Stated exercise a -> Could you render the pointing listing as a Markdown table with the columns Row and Line? Cover only its lines from the one containing "Report one point per instance of the handprint labeled bailey" through the end of the listing, both ends included, and leave out blank lines.

The danger of viewing Islamic terrorism through gun control-colored glasses

The danger of viewing Islamic terrorism through gun control-colored glasses

We live in dangerous but also cynical times. Many on the left, from the president on down, refuse to acknowledge that the West is at war with radical Islamic terrorists. They are content merely to call ISIS an “extremist” group and lump it in the same category as other mass murderers like Timothy McVeigh.

There is a palpable risk in doing so. For one thing, it blurs the very important distinction between acts of terrorism and other criminal acts — especially those carried out with firearms.

To understand the problem, consider what Philadelphia police are calling an “attempted assassination” of a police officer late Thursday.

Will this presidential election be the most important in American history?

The facts of the case would seem to make it pretty clear-cut, and yet District Attorney Seth Williams reacted to news of the shooting by remarking, “I’m very thankful the officer is alive. This shows us the need for smarter laws when it relates to guns on the street.” [Emphasis added]

It’s not clear how smarter gun laws would have made a difference in this shooting, which was carried out with a stolen police weapon. But more importantly, D.A. Williams is overlooking the 800-pound guerilla in the room: the fact that the assailant claimed he was acting in the name of Islam.

Stated exercise b -> Can you write what comes next in the opinion piece on Islamic terrorism and gun control, starting right after its final paragraph?

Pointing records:
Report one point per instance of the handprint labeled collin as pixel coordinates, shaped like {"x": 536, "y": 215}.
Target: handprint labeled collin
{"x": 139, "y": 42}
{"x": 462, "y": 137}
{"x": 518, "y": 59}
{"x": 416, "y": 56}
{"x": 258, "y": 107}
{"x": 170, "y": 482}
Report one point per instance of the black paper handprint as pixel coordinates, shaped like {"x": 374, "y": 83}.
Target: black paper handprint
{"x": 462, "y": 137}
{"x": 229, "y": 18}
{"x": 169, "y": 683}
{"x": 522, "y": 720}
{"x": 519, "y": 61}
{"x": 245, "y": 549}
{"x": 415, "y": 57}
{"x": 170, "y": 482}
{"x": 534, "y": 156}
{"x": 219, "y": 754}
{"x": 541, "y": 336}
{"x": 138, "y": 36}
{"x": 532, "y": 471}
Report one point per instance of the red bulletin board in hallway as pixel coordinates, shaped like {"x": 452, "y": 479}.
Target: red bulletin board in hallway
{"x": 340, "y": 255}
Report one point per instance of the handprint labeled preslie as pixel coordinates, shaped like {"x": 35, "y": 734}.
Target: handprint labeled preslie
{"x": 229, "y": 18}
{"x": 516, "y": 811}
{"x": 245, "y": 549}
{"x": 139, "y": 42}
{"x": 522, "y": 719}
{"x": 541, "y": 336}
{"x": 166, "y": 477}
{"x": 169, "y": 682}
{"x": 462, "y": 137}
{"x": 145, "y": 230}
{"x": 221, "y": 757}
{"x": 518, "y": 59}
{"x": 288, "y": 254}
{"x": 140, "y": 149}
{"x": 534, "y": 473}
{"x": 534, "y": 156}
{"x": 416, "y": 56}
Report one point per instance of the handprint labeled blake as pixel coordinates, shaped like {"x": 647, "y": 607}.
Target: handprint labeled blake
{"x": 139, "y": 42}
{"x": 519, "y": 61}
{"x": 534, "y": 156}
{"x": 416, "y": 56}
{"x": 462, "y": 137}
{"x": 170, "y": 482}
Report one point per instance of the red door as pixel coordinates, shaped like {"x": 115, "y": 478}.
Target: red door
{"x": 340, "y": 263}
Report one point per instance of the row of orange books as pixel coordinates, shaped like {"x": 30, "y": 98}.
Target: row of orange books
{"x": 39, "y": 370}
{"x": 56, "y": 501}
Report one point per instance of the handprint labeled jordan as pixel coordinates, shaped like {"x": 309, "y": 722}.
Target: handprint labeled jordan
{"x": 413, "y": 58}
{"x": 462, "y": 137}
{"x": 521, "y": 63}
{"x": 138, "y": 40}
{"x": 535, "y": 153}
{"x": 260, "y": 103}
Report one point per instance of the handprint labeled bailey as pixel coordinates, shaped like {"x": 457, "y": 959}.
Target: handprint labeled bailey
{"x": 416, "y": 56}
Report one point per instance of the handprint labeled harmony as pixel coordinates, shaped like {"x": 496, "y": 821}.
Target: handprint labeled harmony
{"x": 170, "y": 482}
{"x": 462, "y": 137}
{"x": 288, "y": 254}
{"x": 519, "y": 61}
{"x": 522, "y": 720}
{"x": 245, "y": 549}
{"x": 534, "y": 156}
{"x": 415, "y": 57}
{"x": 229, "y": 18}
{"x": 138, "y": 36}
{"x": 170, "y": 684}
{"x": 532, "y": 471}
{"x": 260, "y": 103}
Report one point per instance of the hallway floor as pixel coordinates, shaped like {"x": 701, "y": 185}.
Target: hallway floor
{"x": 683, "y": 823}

Task output a ->
| Row | Line |
|---|---|
| 1 | Report one point per instance of the handprint labeled bailey as pixel coordinates, shaped like {"x": 457, "y": 959}. |
| 2 | Target: handprint labeled bailey |
| 3 | {"x": 416, "y": 56} |
| 4 | Report one point per instance of the handprint labeled harmony as pixel coordinates, shaped like {"x": 496, "y": 821}. |
| 5 | Target: handprint labeled harmony |
| 6 | {"x": 170, "y": 482} |
| 7 | {"x": 462, "y": 137} |
| 8 | {"x": 288, "y": 254} |
| 9 | {"x": 519, "y": 61} |
| 10 | {"x": 522, "y": 720} |
| 11 | {"x": 245, "y": 549} |
| 12 | {"x": 534, "y": 156} |
| 13 | {"x": 415, "y": 57} |
| 14 | {"x": 229, "y": 18} |
| 15 | {"x": 138, "y": 36} |
| 16 | {"x": 170, "y": 684} |
| 17 | {"x": 532, "y": 471} |
| 18 | {"x": 260, "y": 103} |
| 19 | Report one point per instance of the hallway floor as pixel coordinates, shaped like {"x": 701, "y": 185}. |
| 20 | Target: hallway floor |
| 21 | {"x": 683, "y": 823} |

Task output b ->
The unwillingness to distinguish between acts of terrorism perpetrated with guns and other mass shootings is a failure that can be seen in the nation’s leadership. In his tearful and highly politicized speech on gun violence this week, Barack Obama recalled:

Five years ago this week, a sitting member of Congress and 18 others were shot at, at a supermarket in Tucson, Arizona. It wasn’t the first time I had to talk to the nation in response to a mass shooting, nor would it be the last. Fort Hood.  Binghamton. Aurora. Oak Creek. Newtown. The Navy Yard. Santa Barbara. Charleston. San Bernardino. Too many.

But at least two of those shootings — Fort Hood and, most recently, San Bernardino — were self-avowed acts of Islamic terrorism. These shootings had more in common with the Boston Marathon bombings than the other tragedies mentioned.

This is more than just a semantic distinction. A report filed shortly after the San Bernardino massacres revealed that Obama had convened a meeting with the National Security Council and heads of other federal enforcement agencies whom he ordered ultimately to play down the terrorist angle. This remained the official administration narrative even after investigators found pipe bombs that Syed Farook and Tashfeen Malik had planted at the Inland Regional Center, hoping to kill first responders.

A report issued jointly in September 2014 by the Office of the High Commissioner for Human Rights and the U.N. Assistance Mission for Iraq (UNAMI) revealed that ISIS had killed or injured at least 8,493 civilians in Iraq in the first eight months of the year. The report is admirable for the chilling detail into which it goes in chronicling the group’s atrocities.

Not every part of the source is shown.